--- Data provided ---

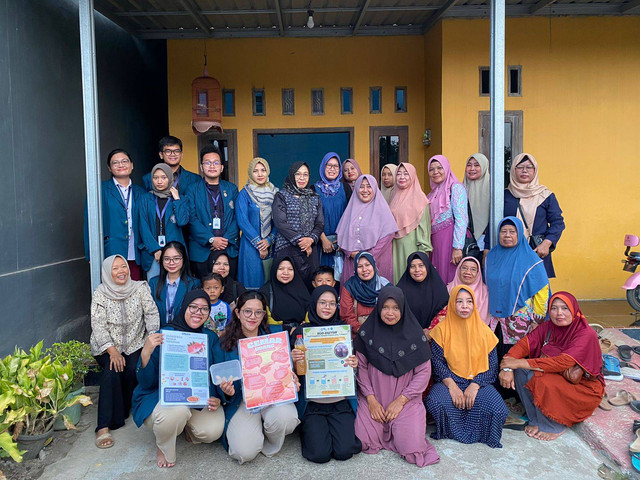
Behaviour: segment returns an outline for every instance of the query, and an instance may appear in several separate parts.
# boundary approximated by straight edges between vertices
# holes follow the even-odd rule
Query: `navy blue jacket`
[[[220,180],[220,194],[224,202],[224,238],[229,241],[227,253],[238,256],[240,231],[236,220],[236,200],[238,187],[226,180]],[[189,258],[194,262],[206,262],[211,253],[209,239],[213,237],[211,207],[205,182],[191,185],[187,191],[189,199]]]
[[[145,272],[151,268],[153,254],[162,248],[158,244],[158,236],[156,235],[156,198],[158,197],[153,193],[145,193],[138,203],[140,236],[137,240],[140,248],[140,260]],[[166,242],[180,242],[185,245],[180,227],[189,223],[189,201],[184,198],[180,198],[180,200],[171,198],[163,221]]]
[[[102,182],[102,235],[104,242],[104,258],[111,255],[122,255],[127,258],[129,252],[129,226],[127,222],[127,211],[113,179]],[[140,228],[138,222],[137,209],[140,206],[140,199],[144,195],[144,190],[138,185],[131,184],[131,194],[133,195],[131,204],[131,218],[133,220],[133,236],[135,240],[136,263],[140,264],[140,251],[138,241],[140,239]],[[88,212],[85,201],[84,206],[84,254],[89,259],[89,226]]]
[[[153,301],[156,302],[158,306],[158,313],[160,314],[160,326],[164,327],[167,324],[167,283],[165,282],[162,287],[162,292],[160,292],[160,298],[156,296],[156,288],[158,287],[158,280],[160,276],[155,276],[151,280],[149,280],[149,289],[151,290],[151,296],[153,297]],[[176,292],[176,297],[173,301],[173,316],[175,317],[180,309],[182,308],[182,301],[184,300],[184,296],[187,292],[191,290],[195,290],[200,287],[200,280],[197,278],[187,277],[187,281],[184,282],[182,279],[178,284],[178,291]]]
[[[180,175],[180,180],[178,180],[178,193],[181,197],[187,192],[191,185],[193,185],[194,183],[202,182],[202,177],[200,175],[184,169],[182,165],[178,167],[178,172]],[[151,184],[151,172],[145,174],[145,176],[142,177],[142,188],[144,188],[145,192],[150,192],[151,190],[153,190],[153,185]]]

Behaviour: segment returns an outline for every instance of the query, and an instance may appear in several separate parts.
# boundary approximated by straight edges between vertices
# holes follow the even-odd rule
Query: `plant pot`
[[[17,443],[20,450],[26,450],[22,460],[33,460],[38,456],[42,447],[53,437],[53,430],[40,435],[18,435]]]
[[[84,387],[80,386],[78,390],[71,392],[67,395],[67,400],[75,397],[76,395],[84,394]],[[60,414],[56,417],[56,421],[53,423],[53,429],[58,430],[66,430],[67,427],[64,426],[64,418],[63,415],[66,415],[71,420],[71,423],[77,425],[80,421],[80,416],[82,415],[82,405],[76,403],[75,405],[71,405],[70,407],[65,408],[60,412]]]

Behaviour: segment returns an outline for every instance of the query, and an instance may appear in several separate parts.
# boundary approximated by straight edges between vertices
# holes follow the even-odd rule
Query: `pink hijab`
[[[342,175],[342,177],[343,177],[344,182],[348,183],[352,190],[355,190],[356,181],[358,180],[358,178],[360,178],[362,176],[362,170],[360,169],[360,165],[358,165],[358,162],[356,162],[353,158],[347,158],[342,163],[342,169],[343,170],[344,170],[344,164],[347,163],[347,162],[349,162],[351,165],[356,167],[356,171],[358,172],[358,176],[356,177],[356,179],[353,182],[350,182],[349,180],[347,180],[347,177],[345,177],[344,174]]]
[[[404,189],[398,185],[400,167],[404,167],[409,173],[409,184]],[[396,170],[396,188],[389,208],[398,224],[398,233],[395,238],[403,238],[418,228],[422,215],[424,215],[424,209],[429,205],[429,200],[420,186],[416,167],[410,163],[401,163],[398,165],[398,170]]]
[[[439,162],[442,168],[444,168],[444,180],[440,184],[433,183],[432,180],[429,180],[431,183],[431,192],[429,192],[427,198],[431,202],[432,224],[441,214],[449,210],[451,204],[451,187],[456,183],[460,184],[458,178],[451,171],[451,164],[449,160],[447,160],[447,157],[444,155],[434,155],[429,159],[427,169],[433,162]]]
[[[462,283],[462,274],[460,272],[460,268],[462,264],[466,261],[474,262],[476,267],[478,267],[478,276],[476,277],[476,281],[471,285],[466,285]],[[473,257],[465,257],[458,264],[458,268],[456,268],[456,275],[453,277],[453,280],[447,284],[447,290],[451,293],[451,290],[458,285],[466,285],[473,290],[473,293],[476,296],[476,308],[478,309],[478,313],[480,314],[480,318],[484,323],[489,325],[491,323],[491,319],[489,318],[489,289],[482,281],[482,270],[480,269],[480,262]]]

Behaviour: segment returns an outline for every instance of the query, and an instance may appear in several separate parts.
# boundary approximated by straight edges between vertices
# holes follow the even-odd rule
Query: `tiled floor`
[[[582,300],[580,309],[589,323],[603,327],[628,327],[636,320],[626,300]]]

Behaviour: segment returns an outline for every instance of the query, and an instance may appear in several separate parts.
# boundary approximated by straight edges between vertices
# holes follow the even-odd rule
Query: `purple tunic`
[[[382,237],[376,243],[376,246],[366,250],[373,255],[376,261],[376,267],[378,267],[378,274],[381,277],[386,278],[390,282],[393,282],[393,233]],[[355,274],[354,260],[351,258],[349,251],[344,252],[344,266],[342,267],[342,276],[340,277],[340,283],[344,283],[349,280]]]
[[[391,450],[419,467],[439,462],[435,447],[426,438],[426,410],[422,403],[422,393],[431,377],[431,361],[396,378],[382,373],[361,353],[356,357],[359,388],[355,430],[362,451],[374,454],[381,449]],[[385,409],[400,395],[409,401],[395,420],[382,424],[371,418],[367,395],[374,395]]]

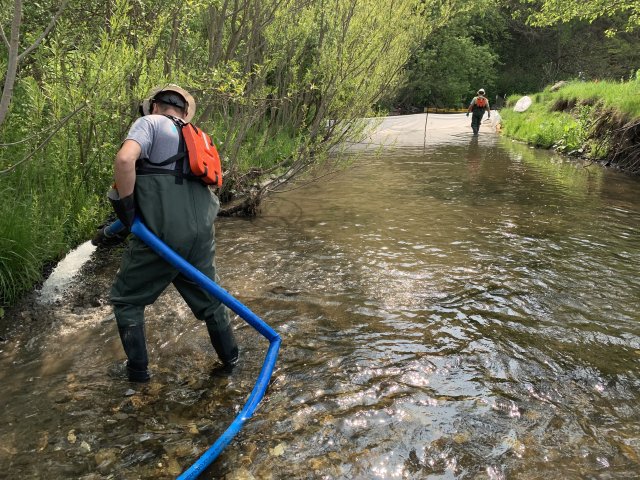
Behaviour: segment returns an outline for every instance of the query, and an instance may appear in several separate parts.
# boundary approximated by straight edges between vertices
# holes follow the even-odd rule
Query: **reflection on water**
[[[204,478],[637,477],[639,194],[460,136],[221,219],[223,285],[283,345]],[[94,268],[82,290],[104,297],[116,267]],[[132,389],[103,297],[4,344],[2,471],[172,478],[244,403],[266,352],[249,327],[240,371],[211,378],[205,329],[169,291],[148,309],[154,379]]]

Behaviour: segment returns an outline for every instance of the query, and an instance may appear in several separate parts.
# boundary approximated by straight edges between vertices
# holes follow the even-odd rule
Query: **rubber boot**
[[[207,325],[207,331],[209,332],[211,345],[213,345],[213,349],[222,362],[222,366],[215,368],[213,374],[216,376],[228,376],[238,364],[239,355],[238,344],[233,336],[233,329],[231,325],[228,325],[222,330],[214,330]]]
[[[144,338],[144,325],[118,327],[124,352],[127,354],[127,373],[131,382],[148,382],[151,378],[147,366],[147,343]]]

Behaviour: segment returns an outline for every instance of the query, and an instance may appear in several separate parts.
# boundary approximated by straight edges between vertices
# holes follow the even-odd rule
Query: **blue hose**
[[[123,225],[120,220],[107,227],[110,233],[117,233],[123,229]],[[280,342],[282,341],[280,335],[278,335],[269,325],[260,319],[255,313],[245,307],[242,303],[231,296],[226,290],[217,285],[209,277],[202,274],[199,270],[195,269],[189,262],[179,256],[176,252],[171,250],[162,240],[155,236],[138,218],[136,218],[131,226],[131,233],[146,243],[154,252],[164,258],[171,265],[176,267],[180,273],[184,276],[198,283],[211,295],[220,300],[223,304],[242,317],[249,325],[255,328],[260,334],[269,340],[269,349],[265,356],[262,369],[256,380],[256,384],[251,391],[251,395],[244,404],[244,407],[238,413],[236,418],[231,422],[231,425],[218,437],[215,443],[202,454],[202,456],[183,472],[178,480],[187,480],[198,478],[198,476],[211,465],[218,455],[222,453],[222,450],[231,443],[233,437],[240,431],[244,423],[251,418],[255,412],[260,400],[264,397],[271,374],[273,373],[273,367],[275,366],[276,359],[278,358],[278,350],[280,349]]]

---

Take the lines from the one containing "Query: **reflection on water**" through the final line of the entries above, and set them down exactly, with nothing added.

Query: **reflection on water**
[[[204,478],[637,477],[639,194],[460,136],[221,219],[223,285],[283,345]],[[94,268],[82,290],[104,297],[116,267]],[[132,389],[103,297],[4,344],[2,471],[172,478],[244,403],[266,352],[249,327],[240,371],[211,378],[205,329],[169,291],[148,309],[154,379]]]

Behaviour: segment returns an outline for every instance of the query, and an instance may appear in several separate parts.
# boundary approximated by straight edges between vertices
# holes follow the even-odd rule
Query: **rubber boot**
[[[207,325],[207,331],[209,332],[211,345],[213,345],[213,349],[222,362],[222,366],[215,368],[213,374],[216,376],[228,376],[238,364],[239,355],[238,344],[233,336],[233,329],[231,325],[228,325],[222,330],[214,330]]]
[[[144,338],[144,325],[118,327],[124,352],[127,354],[127,373],[131,382],[148,382],[151,378],[147,366],[147,343]]]

Behaviour: segment returns an outline for every instance of the query, and an instance may appear in several separate parts.
# boundary approximated by straight edges between vertices
# holes follow the even-odd rule
Query: **blue hose**
[[[123,225],[120,220],[107,227],[110,233],[117,233],[123,229]],[[280,342],[282,341],[280,335],[278,335],[269,325],[260,319],[255,313],[245,307],[242,303],[231,296],[226,290],[217,285],[209,277],[202,274],[199,270],[195,269],[189,262],[179,256],[176,252],[171,250],[162,240],[155,236],[138,218],[136,218],[131,226],[131,233],[146,243],[154,252],[164,258],[171,265],[176,267],[180,273],[184,276],[198,283],[211,295],[220,300],[223,304],[242,317],[249,325],[255,328],[260,334],[269,340],[269,349],[265,356],[262,369],[256,380],[256,384],[251,391],[251,395],[244,404],[244,407],[238,413],[236,418],[231,422],[231,425],[218,437],[215,443],[202,454],[202,456],[183,472],[178,480],[187,480],[198,478],[198,476],[211,465],[218,455],[222,453],[222,450],[231,443],[233,437],[240,431],[244,423],[251,418],[255,412],[260,400],[264,397],[271,374],[273,373],[273,367],[275,366],[276,359],[278,358],[278,350],[280,349]]]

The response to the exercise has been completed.